Print all the records exactly, please.
▬▬▬▬▬▬▬▬▬▬
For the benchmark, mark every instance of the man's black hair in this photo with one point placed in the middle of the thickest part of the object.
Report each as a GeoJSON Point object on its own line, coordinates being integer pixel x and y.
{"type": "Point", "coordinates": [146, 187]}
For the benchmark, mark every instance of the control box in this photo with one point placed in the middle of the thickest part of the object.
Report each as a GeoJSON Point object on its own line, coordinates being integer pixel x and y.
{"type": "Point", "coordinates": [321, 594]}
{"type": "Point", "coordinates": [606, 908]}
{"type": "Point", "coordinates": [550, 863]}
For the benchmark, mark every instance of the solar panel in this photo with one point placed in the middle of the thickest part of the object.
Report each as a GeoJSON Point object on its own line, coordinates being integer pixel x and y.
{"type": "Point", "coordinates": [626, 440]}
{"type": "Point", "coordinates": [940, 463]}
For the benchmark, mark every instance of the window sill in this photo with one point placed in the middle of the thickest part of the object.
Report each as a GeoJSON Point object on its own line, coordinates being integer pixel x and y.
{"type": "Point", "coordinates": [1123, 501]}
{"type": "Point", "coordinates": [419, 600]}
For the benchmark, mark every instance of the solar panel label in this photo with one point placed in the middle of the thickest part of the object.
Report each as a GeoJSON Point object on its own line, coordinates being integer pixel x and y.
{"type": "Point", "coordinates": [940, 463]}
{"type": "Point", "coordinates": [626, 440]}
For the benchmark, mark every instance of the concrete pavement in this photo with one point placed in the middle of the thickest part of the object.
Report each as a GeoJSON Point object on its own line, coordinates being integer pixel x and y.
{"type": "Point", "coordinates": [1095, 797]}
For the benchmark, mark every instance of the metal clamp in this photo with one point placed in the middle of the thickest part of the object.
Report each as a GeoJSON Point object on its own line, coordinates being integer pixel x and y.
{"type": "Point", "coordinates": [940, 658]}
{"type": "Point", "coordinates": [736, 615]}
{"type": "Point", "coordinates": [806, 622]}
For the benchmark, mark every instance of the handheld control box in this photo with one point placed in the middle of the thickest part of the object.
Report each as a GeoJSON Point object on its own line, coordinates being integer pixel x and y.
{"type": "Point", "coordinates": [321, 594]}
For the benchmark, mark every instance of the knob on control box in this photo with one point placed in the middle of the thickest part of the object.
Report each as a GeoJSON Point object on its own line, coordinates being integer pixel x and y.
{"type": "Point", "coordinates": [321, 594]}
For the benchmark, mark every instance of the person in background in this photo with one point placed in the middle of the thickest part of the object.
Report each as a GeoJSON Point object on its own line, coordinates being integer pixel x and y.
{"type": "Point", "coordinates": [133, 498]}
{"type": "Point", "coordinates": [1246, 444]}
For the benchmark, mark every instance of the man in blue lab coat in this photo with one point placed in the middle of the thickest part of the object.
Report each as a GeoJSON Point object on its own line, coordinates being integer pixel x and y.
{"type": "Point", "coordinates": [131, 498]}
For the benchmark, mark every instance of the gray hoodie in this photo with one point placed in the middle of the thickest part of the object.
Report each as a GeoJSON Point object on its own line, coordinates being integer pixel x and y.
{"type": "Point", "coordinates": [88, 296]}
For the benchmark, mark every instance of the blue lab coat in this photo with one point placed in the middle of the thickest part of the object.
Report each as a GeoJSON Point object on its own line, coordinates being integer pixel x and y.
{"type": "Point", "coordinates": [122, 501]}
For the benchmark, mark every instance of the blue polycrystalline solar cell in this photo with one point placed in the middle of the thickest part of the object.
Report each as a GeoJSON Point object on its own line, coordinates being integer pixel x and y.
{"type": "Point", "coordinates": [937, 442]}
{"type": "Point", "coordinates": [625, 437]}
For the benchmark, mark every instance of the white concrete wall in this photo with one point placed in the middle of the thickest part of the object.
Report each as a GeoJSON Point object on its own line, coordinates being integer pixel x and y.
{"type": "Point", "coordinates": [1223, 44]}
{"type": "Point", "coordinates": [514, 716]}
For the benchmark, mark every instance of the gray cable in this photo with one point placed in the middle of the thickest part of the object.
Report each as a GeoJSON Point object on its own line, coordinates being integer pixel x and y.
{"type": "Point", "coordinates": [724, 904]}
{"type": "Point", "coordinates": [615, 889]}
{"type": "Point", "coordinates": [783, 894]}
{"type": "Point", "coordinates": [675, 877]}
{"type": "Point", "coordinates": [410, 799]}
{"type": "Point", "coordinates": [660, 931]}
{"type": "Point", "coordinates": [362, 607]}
▬▬▬▬▬▬▬▬▬▬
> [FINAL RESULT]
For the benchmark, mark every instance of the man's black hair in this photo with one point placed in the middle of the thickest part of the object.
Report each as a GeoJSON Point object on its own line, coordinates being integer pixel x and y.
{"type": "Point", "coordinates": [146, 187]}
For the benchmark, mark every instance of the control box in this photo with one point placed in the middle of the thickest part of the object.
Report each as a GeoJSON Point object on its own line, coordinates being integer pixel x and y.
{"type": "Point", "coordinates": [321, 594]}
{"type": "Point", "coordinates": [606, 908]}
{"type": "Point", "coordinates": [550, 863]}
For the benchmark, mark every instance of the solar panel in this photo with one point placed in the middle of the thickest part of the object.
Report each as a GeoJSON Point object on its own line, coordinates being integer pixel x and y.
{"type": "Point", "coordinates": [626, 440]}
{"type": "Point", "coordinates": [940, 463]}
For the benchmark, mark every instance of the window sill in this photo with one point placed in the middle of the thickest part of the object.
Report each as a GeoJSON Point object on its own line, coordinates being integer pixel x and y.
{"type": "Point", "coordinates": [1123, 501]}
{"type": "Point", "coordinates": [419, 600]}
For the benchmark, mark every instance of the solar panel label in this photo with one point placed in the middle of the thickest part of the object.
Report each as a GeoJSON Point object on its own line, coordinates being integer pixel x and y.
{"type": "Point", "coordinates": [940, 463]}
{"type": "Point", "coordinates": [626, 440]}
For the benchmark, mark every instance of the concrete pavement in this photo with one point placed in the middle of the thickest part of the object.
Report each as a GeoJSON Point object on its own line, coordinates being integer pixel x and y.
{"type": "Point", "coordinates": [1095, 797]}
For the benchmark, mark every instance of the metal clamp in this photo with one point placed in the middle of the thickest part of the object.
Report each as a GeoJSON Point object on its own line, coordinates being integer pixel x and y.
{"type": "Point", "coordinates": [940, 658]}
{"type": "Point", "coordinates": [736, 615]}
{"type": "Point", "coordinates": [806, 622]}
For the benchmark, mark every instance of the handheld control box in this photo with one point placed in the middle of the thickest part of the object.
Report each as a GeoJSON Point object on its own line, coordinates being integer pixel x and y.
{"type": "Point", "coordinates": [321, 594]}
For the benchmark, mark every instance of the knob on control box in this photo with one point placed in the middle of the thickest part of the object.
Report each as a GeoJSON Point object on its own line, coordinates being integer pixel x and y.
{"type": "Point", "coordinates": [321, 594]}
For the benchmark, mark every instance of the person in background in this photo with one point placed in the middle of the thickest part of the object.
Report each as a GeoJSON Point object on its own line, coordinates being integer pixel x and y.
{"type": "Point", "coordinates": [133, 498]}
{"type": "Point", "coordinates": [1246, 444]}
For the benchmark, mark every instance of the man in blue lab coat in this photo with one point placed in the middle of the thickest part of the object.
Report each as a GeoJSON Point object on its own line, coordinates being integer pixel x and y.
{"type": "Point", "coordinates": [131, 498]}
For the benchmark, mark every instance of the gray hoodie in this photo with one point placed in the middle of the thickest part of the object.
Report each as a GeoJSON Point object on its own line, coordinates being integer pixel x and y.
{"type": "Point", "coordinates": [88, 296]}
For the benchmark, mark every instance of the blue lab coat in this photo with one point placed in the middle of the thickest part of the object.
Report each as a GeoJSON Point object on its own line, coordinates being integer pixel x and y.
{"type": "Point", "coordinates": [122, 501]}
For the benchmark, mark every instance of the blue polycrystalline solar cell in this photo with one point placed in the middle of the thickest part of the object.
Report each as a GeoJSON Point object on its own line, coordinates being integer pixel x and y.
{"type": "Point", "coordinates": [937, 442]}
{"type": "Point", "coordinates": [625, 437]}
For the benchmark, mark every instance of the white concrete wall in this photo with one point placed in the middle of the thickest part of the object.
Report each as a GeoJSON Point object on its own line, coordinates being integer pixel x and y.
{"type": "Point", "coordinates": [1223, 44]}
{"type": "Point", "coordinates": [514, 716]}
For the benchmark, mark every instance of the gray cable in this photo with one point placed in the middle of the thickest part of the object.
Report each as a GeoJSON Point object on its own line, coordinates being integer pixel x and y.
{"type": "Point", "coordinates": [724, 904]}
{"type": "Point", "coordinates": [615, 889]}
{"type": "Point", "coordinates": [783, 894]}
{"type": "Point", "coordinates": [675, 877]}
{"type": "Point", "coordinates": [410, 799]}
{"type": "Point", "coordinates": [660, 931]}
{"type": "Point", "coordinates": [362, 607]}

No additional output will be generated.